The input =>
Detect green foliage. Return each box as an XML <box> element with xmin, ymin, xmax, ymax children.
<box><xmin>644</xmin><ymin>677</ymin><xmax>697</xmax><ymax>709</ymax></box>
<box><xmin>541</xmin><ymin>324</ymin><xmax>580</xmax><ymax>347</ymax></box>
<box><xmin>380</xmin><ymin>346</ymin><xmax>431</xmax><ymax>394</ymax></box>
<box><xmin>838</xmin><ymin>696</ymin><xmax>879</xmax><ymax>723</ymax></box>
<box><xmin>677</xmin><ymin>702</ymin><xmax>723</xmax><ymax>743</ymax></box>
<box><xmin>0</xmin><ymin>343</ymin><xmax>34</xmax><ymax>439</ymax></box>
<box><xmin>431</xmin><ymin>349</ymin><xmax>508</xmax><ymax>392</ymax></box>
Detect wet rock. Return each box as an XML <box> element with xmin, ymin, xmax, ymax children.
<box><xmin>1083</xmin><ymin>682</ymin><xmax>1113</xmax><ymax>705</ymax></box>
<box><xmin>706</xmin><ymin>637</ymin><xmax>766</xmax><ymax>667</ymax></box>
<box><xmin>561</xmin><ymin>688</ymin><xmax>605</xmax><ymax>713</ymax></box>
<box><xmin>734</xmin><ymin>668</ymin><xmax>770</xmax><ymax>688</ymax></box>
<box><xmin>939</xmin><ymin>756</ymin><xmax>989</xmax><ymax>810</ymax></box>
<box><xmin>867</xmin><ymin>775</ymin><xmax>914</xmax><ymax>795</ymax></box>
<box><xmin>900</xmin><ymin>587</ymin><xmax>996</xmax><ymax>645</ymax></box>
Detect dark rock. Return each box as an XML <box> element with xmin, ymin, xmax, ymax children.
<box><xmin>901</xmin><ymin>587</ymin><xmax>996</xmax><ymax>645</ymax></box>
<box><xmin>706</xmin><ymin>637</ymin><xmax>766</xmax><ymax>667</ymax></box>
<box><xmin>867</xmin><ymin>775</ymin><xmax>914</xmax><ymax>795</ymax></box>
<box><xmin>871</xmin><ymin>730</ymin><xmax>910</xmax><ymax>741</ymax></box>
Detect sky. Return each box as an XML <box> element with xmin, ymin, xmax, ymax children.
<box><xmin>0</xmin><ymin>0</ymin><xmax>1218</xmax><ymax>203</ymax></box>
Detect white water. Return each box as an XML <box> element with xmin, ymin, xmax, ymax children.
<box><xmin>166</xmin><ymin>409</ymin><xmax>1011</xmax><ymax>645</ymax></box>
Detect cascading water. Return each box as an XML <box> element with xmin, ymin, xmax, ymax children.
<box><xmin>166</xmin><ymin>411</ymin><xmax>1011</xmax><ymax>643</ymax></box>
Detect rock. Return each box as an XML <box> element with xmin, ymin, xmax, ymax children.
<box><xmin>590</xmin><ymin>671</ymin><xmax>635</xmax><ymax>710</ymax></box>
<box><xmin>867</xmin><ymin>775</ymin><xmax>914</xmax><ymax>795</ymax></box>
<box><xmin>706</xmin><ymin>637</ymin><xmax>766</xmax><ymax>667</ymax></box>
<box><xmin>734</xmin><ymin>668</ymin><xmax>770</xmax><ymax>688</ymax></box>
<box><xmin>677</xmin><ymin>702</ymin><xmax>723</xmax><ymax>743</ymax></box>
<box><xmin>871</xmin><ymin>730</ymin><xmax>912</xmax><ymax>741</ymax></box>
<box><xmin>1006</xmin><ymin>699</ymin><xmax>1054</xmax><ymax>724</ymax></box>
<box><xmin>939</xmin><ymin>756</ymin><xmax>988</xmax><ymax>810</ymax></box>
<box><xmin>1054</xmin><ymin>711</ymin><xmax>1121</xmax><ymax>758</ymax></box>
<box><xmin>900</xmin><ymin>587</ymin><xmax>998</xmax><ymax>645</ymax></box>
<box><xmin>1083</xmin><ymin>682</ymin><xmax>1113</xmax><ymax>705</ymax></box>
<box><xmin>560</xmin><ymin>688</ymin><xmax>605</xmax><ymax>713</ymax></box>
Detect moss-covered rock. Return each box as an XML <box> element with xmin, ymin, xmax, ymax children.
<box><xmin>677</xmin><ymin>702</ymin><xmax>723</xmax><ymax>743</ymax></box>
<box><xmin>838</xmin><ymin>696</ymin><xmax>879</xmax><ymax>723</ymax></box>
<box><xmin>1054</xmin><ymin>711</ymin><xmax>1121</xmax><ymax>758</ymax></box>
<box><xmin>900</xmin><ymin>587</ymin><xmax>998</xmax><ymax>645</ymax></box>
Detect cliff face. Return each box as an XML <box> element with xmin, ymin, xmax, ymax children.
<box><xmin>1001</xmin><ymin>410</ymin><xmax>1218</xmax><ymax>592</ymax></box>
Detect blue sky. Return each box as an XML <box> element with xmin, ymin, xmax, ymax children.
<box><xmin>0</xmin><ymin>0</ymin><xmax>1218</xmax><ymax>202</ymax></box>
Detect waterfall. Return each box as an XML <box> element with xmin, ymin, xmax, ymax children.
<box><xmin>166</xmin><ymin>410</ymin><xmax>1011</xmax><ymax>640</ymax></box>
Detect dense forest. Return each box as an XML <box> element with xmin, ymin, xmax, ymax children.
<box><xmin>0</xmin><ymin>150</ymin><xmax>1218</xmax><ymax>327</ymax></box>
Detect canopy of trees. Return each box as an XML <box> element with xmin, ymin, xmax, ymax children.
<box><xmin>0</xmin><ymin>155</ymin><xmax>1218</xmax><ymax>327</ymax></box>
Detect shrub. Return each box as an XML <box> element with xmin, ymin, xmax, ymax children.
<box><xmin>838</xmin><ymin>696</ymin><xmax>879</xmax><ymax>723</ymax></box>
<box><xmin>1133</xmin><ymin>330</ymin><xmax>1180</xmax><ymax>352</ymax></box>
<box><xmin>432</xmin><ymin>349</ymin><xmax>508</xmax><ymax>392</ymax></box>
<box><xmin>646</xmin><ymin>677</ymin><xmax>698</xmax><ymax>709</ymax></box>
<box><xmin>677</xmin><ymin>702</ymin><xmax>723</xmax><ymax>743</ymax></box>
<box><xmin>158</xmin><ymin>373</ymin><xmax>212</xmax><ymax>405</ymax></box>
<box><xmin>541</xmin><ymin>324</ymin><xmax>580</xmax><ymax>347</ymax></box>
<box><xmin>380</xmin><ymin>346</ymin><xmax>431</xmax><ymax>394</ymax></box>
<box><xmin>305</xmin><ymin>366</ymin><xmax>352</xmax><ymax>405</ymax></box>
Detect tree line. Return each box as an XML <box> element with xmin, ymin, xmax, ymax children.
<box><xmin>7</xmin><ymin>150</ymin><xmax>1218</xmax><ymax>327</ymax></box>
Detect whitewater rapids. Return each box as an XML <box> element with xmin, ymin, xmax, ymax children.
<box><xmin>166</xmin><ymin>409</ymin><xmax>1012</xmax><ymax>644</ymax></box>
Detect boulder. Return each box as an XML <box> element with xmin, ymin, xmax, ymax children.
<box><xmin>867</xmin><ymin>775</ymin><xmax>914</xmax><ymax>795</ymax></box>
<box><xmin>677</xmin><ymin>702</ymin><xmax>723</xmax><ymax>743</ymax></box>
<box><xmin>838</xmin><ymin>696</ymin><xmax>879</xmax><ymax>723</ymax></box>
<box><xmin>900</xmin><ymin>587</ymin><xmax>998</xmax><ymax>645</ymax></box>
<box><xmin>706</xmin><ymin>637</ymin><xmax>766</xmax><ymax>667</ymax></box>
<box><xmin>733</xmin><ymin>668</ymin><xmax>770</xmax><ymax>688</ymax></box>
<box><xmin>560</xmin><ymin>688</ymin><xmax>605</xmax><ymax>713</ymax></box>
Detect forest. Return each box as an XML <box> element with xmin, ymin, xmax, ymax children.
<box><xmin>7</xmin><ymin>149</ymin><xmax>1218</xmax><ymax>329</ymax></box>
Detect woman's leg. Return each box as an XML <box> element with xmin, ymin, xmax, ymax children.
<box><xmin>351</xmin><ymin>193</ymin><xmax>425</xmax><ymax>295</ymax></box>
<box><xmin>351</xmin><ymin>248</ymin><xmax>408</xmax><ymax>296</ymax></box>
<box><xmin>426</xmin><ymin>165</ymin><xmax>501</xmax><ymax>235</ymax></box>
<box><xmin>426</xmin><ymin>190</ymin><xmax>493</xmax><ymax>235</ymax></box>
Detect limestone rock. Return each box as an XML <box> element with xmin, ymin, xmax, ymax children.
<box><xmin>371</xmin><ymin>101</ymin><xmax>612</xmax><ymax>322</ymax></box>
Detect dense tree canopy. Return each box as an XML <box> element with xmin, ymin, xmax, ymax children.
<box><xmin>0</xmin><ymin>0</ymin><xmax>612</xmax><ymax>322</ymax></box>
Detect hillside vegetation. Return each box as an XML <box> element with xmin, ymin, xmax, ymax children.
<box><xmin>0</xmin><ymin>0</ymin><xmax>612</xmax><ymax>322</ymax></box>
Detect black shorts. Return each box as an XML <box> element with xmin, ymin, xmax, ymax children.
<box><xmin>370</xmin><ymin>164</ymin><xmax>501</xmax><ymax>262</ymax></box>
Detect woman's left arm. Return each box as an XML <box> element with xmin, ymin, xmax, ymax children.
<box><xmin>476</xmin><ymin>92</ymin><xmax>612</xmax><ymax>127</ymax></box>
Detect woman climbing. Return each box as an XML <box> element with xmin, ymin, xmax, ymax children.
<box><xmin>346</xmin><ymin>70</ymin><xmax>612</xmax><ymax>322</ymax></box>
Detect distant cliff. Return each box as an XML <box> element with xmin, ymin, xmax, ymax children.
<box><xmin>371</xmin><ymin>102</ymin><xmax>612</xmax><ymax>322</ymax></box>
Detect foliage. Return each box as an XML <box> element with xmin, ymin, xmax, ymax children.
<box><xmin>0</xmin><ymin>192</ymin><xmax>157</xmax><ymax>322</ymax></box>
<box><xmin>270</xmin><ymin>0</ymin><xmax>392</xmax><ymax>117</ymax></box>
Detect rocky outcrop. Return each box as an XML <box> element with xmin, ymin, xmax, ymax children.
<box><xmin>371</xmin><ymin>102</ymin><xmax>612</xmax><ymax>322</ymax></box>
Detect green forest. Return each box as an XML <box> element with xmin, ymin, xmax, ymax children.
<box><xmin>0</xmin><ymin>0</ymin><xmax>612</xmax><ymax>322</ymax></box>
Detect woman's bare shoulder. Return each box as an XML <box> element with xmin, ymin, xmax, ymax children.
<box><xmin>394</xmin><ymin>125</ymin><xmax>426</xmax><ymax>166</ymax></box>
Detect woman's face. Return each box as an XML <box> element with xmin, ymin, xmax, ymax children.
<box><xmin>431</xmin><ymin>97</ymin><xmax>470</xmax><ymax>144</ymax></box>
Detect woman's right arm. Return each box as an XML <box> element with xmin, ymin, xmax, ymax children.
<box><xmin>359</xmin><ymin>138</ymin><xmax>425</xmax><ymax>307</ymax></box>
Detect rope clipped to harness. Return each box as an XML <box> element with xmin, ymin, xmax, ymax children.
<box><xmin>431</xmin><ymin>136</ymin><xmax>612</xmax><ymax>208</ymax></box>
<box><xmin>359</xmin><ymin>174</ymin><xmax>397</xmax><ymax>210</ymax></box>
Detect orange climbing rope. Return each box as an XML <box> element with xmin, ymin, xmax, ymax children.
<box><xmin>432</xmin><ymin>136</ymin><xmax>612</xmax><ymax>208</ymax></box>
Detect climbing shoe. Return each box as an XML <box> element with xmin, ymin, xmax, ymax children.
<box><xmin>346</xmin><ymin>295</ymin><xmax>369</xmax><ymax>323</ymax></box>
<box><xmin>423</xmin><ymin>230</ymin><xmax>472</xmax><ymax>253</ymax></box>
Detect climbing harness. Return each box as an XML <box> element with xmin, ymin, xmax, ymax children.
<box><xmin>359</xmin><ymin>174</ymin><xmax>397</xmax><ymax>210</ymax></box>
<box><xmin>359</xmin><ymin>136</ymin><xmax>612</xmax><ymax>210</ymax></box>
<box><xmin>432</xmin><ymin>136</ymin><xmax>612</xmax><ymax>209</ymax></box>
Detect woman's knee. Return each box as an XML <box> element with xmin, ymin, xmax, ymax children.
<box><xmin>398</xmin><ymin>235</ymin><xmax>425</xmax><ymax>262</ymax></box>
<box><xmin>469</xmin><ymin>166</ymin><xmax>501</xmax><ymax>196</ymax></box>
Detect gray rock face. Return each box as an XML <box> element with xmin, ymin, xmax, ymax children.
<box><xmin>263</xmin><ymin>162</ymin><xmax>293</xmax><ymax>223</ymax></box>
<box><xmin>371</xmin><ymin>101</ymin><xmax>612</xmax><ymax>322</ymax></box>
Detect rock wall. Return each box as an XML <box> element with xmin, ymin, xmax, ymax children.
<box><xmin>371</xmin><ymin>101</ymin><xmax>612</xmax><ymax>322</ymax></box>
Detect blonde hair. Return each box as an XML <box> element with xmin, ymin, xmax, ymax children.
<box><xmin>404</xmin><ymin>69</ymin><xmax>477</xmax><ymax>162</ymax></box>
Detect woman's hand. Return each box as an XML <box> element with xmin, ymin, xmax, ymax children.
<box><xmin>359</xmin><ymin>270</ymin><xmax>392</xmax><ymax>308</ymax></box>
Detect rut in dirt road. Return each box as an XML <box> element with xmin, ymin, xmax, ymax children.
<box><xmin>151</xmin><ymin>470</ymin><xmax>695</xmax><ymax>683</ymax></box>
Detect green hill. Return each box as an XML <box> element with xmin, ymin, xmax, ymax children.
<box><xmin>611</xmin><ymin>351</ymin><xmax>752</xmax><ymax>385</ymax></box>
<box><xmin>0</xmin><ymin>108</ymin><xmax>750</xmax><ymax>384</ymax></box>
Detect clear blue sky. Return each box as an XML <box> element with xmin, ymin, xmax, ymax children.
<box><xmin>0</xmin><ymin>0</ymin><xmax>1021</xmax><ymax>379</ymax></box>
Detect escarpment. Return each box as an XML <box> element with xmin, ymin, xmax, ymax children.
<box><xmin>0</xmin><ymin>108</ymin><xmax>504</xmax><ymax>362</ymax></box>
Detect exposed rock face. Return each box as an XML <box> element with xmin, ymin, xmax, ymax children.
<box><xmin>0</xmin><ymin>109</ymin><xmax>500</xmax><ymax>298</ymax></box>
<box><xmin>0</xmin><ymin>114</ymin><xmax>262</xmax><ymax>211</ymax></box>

Goal =>
Turn the data above into a numbered list of its lines, starting at the line containing "Detect escarpment. Return" and running through the final line, both included. Leave out any blank lines.

Full solution =>
1. Detect escarpment. Return each box as an XML <box> element with xmin, ymin, xmax, ymax children.
2. <box><xmin>0</xmin><ymin>108</ymin><xmax>504</xmax><ymax>362</ymax></box>
3. Detect exposed rock face. Return each box as an XML <box> element with xmin, ymin, xmax, ymax children.
4. <box><xmin>0</xmin><ymin>109</ymin><xmax>500</xmax><ymax>298</ymax></box>
5. <box><xmin>0</xmin><ymin>114</ymin><xmax>262</xmax><ymax>211</ymax></box>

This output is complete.